### OBJECTIVE
Convert every line of the entries below into a Markdown table with two columns, Row and Text, numbering each line and skipping blank ones. Leave the pictures out of the table.

##### PROVIDED INFORMATION #####

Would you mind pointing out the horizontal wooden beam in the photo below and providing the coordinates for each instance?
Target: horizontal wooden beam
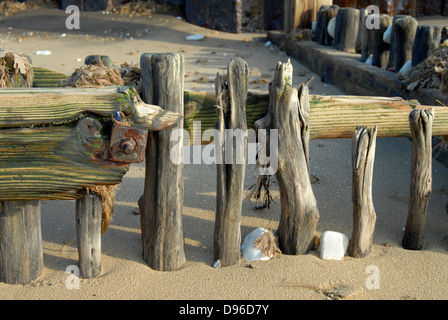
(331, 116)
(57, 141)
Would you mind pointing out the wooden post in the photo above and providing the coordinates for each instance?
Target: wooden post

#####

### ANSWER TO THIS EXERCISE
| Row | Text |
|---|---|
| 1 | Would you mind pointing out the horizontal wooden beam in the photo below and providing the coordinates for each instance? |
| 2 | Target: horizontal wooden beam |
| 3 | (331, 116) |
| 4 | (57, 141) |
| 5 | Would you mind pointing out the wooden post in the photo above and providing the coordinates for each instance? |
| 6 | Target: wooden post |